**EXERCISE DIRECTIONS**
Please print every record below exactly as it appears.
++++ DATA FOR THIS TASK ++++
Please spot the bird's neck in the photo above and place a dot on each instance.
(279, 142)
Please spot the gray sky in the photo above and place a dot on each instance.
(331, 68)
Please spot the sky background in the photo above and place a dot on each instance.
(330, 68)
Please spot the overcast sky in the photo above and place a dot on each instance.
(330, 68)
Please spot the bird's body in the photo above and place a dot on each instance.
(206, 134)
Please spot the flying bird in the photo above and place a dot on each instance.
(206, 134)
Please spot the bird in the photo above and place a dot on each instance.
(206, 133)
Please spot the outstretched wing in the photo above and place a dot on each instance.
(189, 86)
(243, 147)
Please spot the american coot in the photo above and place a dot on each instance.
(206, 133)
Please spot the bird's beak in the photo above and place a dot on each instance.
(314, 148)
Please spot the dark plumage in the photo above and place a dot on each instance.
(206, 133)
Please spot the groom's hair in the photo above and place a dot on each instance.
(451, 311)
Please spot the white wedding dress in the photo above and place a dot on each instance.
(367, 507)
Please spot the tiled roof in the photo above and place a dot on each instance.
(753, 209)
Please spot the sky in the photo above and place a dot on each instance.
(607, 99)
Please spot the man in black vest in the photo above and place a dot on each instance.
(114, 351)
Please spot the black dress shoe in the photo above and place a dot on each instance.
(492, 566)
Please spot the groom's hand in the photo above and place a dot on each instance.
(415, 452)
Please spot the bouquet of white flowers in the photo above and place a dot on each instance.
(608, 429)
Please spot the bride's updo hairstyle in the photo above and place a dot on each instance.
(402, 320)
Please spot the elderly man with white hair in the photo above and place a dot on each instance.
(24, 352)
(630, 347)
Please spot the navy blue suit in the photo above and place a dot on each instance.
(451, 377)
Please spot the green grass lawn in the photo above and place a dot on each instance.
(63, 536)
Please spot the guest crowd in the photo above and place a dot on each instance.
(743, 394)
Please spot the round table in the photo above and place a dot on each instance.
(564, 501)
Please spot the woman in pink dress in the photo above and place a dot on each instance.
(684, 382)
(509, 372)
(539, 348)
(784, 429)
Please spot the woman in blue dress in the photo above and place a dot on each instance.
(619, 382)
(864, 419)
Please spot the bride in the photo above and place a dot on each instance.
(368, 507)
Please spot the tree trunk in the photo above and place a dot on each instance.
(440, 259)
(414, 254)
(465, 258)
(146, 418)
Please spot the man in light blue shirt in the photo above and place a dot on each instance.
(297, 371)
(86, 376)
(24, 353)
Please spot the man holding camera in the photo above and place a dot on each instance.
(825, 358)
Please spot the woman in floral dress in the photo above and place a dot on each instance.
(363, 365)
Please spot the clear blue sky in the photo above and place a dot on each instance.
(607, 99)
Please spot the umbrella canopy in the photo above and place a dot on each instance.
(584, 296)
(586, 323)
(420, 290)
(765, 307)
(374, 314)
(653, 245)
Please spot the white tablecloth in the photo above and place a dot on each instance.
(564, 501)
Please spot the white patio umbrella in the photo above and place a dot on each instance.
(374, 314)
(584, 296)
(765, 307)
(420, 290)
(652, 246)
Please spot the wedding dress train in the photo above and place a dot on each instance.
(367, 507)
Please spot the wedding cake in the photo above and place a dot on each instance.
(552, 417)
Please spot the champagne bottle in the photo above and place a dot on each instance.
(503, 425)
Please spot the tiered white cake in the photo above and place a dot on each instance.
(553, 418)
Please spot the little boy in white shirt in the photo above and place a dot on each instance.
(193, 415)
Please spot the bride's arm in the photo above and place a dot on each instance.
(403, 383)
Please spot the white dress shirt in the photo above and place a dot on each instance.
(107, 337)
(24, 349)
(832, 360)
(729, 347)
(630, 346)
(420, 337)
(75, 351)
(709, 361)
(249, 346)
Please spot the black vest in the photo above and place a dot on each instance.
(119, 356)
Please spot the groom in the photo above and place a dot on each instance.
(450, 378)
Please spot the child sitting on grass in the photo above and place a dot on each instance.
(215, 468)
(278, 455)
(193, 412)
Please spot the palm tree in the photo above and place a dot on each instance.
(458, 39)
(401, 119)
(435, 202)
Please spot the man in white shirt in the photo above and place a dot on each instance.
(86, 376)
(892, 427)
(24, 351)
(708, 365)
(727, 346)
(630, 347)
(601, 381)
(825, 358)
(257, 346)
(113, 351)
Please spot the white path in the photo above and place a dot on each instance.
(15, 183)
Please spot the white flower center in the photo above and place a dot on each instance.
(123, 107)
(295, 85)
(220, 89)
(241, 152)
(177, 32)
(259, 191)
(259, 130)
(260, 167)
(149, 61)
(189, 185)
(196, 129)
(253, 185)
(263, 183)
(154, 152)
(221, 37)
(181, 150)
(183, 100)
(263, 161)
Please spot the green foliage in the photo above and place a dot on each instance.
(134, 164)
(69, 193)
++++
**REPLY**
Please spot the bird's neck in the photo above and place a dot on each instance.
(279, 142)
Please spot the gray sky in the photo above and place a dot on each instance.
(331, 68)
Please spot the sky background in the photo above and place a dot on each instance.
(330, 68)
Please spot the overcast sky in the photo above and place a dot on each instance.
(330, 68)
Please spot the bird's body in the photo above and place a dot on each instance.
(206, 134)
Please spot the flying bird in the photo above and place a dot on each instance.
(206, 134)
Please spot the bird in the photo above and place a dot on each instance.
(206, 133)
Please spot the outstretched wing in the photo above and place a dot on each instance.
(189, 86)
(243, 147)
Please spot the american coot in the photo above and place a dot on each instance.
(206, 133)
Please spot the bird's beak in the photo above and place a dot on each instance.
(314, 148)
Please spot the dark plumage in the photo above and place a dot on each instance.
(206, 133)
Please spot the groom's hair in the photo above and place a dot on each instance.
(451, 311)
Please spot the white wedding dress in the photo above and place a dot on each instance.
(367, 507)
Please spot the tiled roof in the photo above and place a dot on each instance.
(753, 209)
Please spot the sky in the photo above and place a dot on each instance.
(607, 99)
Please spot the man in black vest in the photo above and place a dot on each instance.
(114, 351)
Please spot the black dress shoe in the photo above and place a dot on each instance.
(492, 566)
Please spot the groom's hand in the photo above and place a dot on each instance.
(415, 452)
Please spot the bouquet of white flowers in the photo above and place a dot on each instance.
(608, 429)
Please spot the bride's updo hairstyle in the photo above and place a dot on each instance.
(402, 320)
Please spot the elderly man with white hair in the photo above and place a dot on each instance.
(24, 352)
(630, 347)
Please spot the navy blue suit in the photo above and place a dot on each instance.
(451, 377)
Please spot the green grass lawn in the photo above and place a dot on each instance.
(63, 536)
Please spot the guest crowd in the photo above and place a dot on each instance.
(743, 394)
Please spot the round table in the photo above and place a dot on each instance.
(564, 501)
Please spot the woman in pink dress in the photo above and place a dot on each instance.
(684, 382)
(509, 372)
(539, 348)
(784, 429)
Please spot the woman in blue dress in the photo above and place a dot on each instance.
(619, 382)
(864, 419)
Please spot the bride in the photo above and place a dot on each instance.
(368, 507)
Please spot the tree trunk in the photo above and place a dot on each instance.
(440, 259)
(414, 254)
(465, 258)
(146, 418)
Please spot the man in light blue shirt in the photo above and place a dot on each instance.
(297, 371)
(86, 376)
(24, 353)
Please spot the man holding camera in the photo above and place a dot on each instance.
(825, 358)
Please spot the woman in floral dress in the photo above and place a dot on each instance.
(363, 365)
Please spot the clear blue sky in the photo above and place a dot on each instance.
(607, 99)
Please spot the umbrella canopy in the photo above and place a dot on each instance.
(584, 296)
(586, 323)
(420, 290)
(765, 307)
(374, 314)
(653, 245)
Please spot the white tablecloth in the photo above and place a dot on each instance.
(564, 501)
Please spot the white patio umbrella in the photo above and place a dot on each instance.
(374, 314)
(584, 296)
(765, 307)
(420, 290)
(652, 246)
Please spot the wedding dress train in the photo above and place a dot on each instance.
(367, 507)
Please spot the wedding cake in the photo above and place a dot on each instance.
(552, 417)
Please spot the champagne bottle in the photo above and place a dot on each instance.
(503, 425)
Please spot the tiered white cake in the photo above and place a dot on each instance.
(553, 418)
Please spot the little boy in white shirt in the photo above and place a dot on each instance.
(193, 415)
Please spot the bride's arm in the photo above and place a dot on each instance.
(403, 383)
Please spot the white dress shirt in the photo above and place a dot on each instance.
(107, 337)
(24, 349)
(832, 360)
(729, 347)
(630, 346)
(420, 337)
(75, 351)
(709, 361)
(249, 346)
Please spot the black vest in the photo above and place a dot on each instance.
(119, 356)
Please spot the groom in the photo above and place a dot on each instance.
(450, 378)
Please spot the child sitting on grass in the photo above and place a dot on each instance.
(215, 468)
(278, 455)
(193, 412)
Please spot the palm tree in the photo above and place a dot on each instance.
(458, 39)
(401, 119)
(435, 202)
Please spot the man in white shirt in the photo above and place a dot on each instance.
(86, 376)
(892, 427)
(24, 351)
(708, 365)
(727, 346)
(630, 347)
(601, 381)
(825, 358)
(257, 346)
(113, 351)
Please spot the white path in the photo above and place a dot on each instance.
(15, 183)
Please spot the white flower center in the photo above and place a dot on each instance.
(123, 107)
(295, 85)
(220, 89)
(241, 152)
(177, 32)
(259, 191)
(259, 130)
(260, 167)
(149, 61)
(189, 185)
(196, 129)
(253, 185)
(263, 183)
(154, 152)
(221, 37)
(181, 150)
(183, 100)
(263, 161)
Please spot the green foliage in the photo above and place a dot on each instance.
(134, 164)
(69, 193)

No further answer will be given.